WHAT IS REQUIRED:
Output everything in the data from the line containing "side window you detect." down to the line containing "[648,0,681,182]", both included, as a JSON list of strings with one string per line and blank lines omitted.

DATA SHOWN:
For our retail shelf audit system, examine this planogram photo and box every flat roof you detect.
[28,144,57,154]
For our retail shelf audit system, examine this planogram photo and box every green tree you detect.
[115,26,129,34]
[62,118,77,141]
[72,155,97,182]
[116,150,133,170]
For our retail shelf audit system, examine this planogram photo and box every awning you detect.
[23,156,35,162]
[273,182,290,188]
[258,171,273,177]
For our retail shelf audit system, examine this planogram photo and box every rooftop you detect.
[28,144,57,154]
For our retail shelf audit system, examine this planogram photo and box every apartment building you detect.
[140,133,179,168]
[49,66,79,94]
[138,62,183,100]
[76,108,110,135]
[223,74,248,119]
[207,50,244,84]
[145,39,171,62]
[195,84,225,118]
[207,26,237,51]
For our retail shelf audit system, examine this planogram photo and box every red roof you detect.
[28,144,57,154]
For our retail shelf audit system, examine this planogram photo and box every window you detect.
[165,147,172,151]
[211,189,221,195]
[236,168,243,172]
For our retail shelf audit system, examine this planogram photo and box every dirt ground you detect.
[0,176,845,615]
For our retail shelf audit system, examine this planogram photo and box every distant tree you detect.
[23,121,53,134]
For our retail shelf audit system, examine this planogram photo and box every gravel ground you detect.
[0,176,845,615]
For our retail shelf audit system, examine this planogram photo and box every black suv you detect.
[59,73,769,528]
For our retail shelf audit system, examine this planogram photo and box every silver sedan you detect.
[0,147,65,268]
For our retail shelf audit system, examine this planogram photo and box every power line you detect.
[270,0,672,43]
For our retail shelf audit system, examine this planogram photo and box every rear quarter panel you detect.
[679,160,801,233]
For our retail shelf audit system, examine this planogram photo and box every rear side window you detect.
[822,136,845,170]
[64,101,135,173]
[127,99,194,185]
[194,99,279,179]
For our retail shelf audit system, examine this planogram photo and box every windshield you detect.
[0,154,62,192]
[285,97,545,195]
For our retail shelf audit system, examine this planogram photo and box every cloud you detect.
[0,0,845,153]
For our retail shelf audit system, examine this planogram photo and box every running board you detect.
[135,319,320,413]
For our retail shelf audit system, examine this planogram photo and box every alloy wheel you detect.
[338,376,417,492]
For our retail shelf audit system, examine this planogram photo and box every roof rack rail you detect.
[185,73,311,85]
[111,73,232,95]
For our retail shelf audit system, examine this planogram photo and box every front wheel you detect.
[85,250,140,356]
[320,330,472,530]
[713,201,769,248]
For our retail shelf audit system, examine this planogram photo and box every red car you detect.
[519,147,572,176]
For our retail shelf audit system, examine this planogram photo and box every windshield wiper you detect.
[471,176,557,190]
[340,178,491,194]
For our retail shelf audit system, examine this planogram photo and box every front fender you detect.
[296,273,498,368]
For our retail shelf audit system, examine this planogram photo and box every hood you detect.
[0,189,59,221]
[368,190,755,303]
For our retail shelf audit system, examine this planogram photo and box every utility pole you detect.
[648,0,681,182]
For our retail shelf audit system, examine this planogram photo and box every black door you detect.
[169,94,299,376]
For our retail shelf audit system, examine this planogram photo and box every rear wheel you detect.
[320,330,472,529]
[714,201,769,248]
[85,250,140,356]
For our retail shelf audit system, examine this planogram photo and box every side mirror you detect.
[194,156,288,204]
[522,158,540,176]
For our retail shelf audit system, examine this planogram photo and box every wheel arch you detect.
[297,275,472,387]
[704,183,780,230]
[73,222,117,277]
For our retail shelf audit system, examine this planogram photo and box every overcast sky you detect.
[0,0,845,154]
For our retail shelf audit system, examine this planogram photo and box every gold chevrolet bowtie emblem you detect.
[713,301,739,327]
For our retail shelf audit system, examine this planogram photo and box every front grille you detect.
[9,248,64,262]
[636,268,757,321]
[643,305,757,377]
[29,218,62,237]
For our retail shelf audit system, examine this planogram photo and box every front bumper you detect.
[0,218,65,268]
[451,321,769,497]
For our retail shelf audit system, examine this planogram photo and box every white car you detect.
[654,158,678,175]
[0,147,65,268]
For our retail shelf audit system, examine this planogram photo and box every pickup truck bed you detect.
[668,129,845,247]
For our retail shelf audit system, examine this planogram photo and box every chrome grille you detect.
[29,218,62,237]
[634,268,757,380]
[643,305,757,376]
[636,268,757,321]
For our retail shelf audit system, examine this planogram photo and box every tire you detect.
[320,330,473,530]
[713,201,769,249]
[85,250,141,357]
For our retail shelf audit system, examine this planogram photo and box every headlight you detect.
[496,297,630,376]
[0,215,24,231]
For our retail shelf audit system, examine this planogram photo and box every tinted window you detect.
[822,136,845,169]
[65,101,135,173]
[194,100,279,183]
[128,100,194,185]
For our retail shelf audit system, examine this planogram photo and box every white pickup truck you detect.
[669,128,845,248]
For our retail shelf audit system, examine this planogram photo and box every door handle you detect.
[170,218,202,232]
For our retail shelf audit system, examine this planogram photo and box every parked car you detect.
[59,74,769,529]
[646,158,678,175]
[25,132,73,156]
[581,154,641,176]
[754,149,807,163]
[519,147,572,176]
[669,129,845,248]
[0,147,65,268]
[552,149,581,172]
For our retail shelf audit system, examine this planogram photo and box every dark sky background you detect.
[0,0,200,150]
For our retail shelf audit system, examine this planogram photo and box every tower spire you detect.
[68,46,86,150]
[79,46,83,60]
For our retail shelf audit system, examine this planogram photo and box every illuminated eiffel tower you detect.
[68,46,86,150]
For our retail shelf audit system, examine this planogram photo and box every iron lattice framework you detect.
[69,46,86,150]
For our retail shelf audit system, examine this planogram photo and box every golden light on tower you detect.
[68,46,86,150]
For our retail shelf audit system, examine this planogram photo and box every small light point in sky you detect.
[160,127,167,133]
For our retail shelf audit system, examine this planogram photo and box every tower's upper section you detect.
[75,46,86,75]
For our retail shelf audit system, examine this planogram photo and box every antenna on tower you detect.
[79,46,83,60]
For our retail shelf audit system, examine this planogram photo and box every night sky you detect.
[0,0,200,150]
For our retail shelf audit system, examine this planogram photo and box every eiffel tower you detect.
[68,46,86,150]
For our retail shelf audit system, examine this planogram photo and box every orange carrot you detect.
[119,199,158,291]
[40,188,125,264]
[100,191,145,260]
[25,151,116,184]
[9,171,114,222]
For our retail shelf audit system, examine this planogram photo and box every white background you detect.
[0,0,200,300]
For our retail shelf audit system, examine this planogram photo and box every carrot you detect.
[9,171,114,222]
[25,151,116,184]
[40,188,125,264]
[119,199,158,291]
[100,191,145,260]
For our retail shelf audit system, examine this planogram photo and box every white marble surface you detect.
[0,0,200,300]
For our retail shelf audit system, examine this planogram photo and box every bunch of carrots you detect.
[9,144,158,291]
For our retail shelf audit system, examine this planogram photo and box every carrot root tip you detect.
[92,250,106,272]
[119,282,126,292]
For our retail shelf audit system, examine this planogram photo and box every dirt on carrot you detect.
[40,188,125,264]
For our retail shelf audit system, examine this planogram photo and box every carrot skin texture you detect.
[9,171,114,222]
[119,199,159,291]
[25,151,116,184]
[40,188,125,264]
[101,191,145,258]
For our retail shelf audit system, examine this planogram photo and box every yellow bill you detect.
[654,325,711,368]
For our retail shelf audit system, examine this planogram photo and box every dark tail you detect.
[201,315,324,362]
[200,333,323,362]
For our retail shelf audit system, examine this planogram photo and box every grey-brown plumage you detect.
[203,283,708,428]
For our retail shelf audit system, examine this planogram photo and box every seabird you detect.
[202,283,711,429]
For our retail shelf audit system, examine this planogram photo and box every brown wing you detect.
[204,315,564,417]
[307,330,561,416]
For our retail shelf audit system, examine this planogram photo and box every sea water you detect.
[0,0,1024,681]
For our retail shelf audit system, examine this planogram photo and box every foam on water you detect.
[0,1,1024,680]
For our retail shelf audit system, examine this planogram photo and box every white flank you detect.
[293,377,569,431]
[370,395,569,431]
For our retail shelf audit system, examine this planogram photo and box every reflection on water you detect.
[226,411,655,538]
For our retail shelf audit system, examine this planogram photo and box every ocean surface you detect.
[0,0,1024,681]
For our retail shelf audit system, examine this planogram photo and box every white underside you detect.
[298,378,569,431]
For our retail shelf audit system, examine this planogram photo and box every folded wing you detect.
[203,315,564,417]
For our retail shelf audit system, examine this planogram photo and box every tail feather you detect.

RESPONSE TO THE TASK:
[
  "For our retail shelf audit system, examine this planogram photo and box every rear side window you detect.",
  "[822,136,845,170]",
  "[64,101,135,173]",
  "[127,99,194,185]",
  "[194,99,279,179]",
  "For our retail shelf audit system, examine this planogram photo and box every windshield you detect.",
  "[0,154,62,192]",
  "[285,97,545,195]",
  "For our retail shelf audit system, examine this planogram photo and box every cloud you detect.",
  "[0,0,845,153]",
  "For our retail shelf audit system, examine this planogram photo and box every running board you detect.",
  "[135,319,320,413]",
  "For our retail shelf audit system, examine this planogram photo and box every alloy wheel you detect.",
  "[338,376,417,492]",
  "For our retail shelf audit system, examine this planogram photo and box every roof rack rail you detect.",
  "[185,73,311,85]",
  "[111,73,232,95]",
  "For our retail shelf audit system, examine this planogram photo and box every front wheel you detect.",
  "[85,250,140,356]",
  "[320,330,472,530]",
  "[713,201,769,248]",
  "For our retail shelf audit system, examine this planogram photo and box every red car you detect.",
  "[519,147,572,176]",
  "For our retail shelf audit system, examine this planogram photo and box every windshield wiper you detect.",
  "[471,176,557,190]",
  "[340,178,491,194]",
  "For our retail shelf audit system, examine this planogram photo and box every front fender you detect.",
  "[296,273,498,368]",
  "For our retail shelf audit system, examine this planogram photo and box every hood you detect.",
  "[0,189,59,221]",
  "[368,190,755,303]",
  "For our retail shelf audit system, examine this planogram photo and box every utility pole you detect.",
  "[648,0,681,182]"
]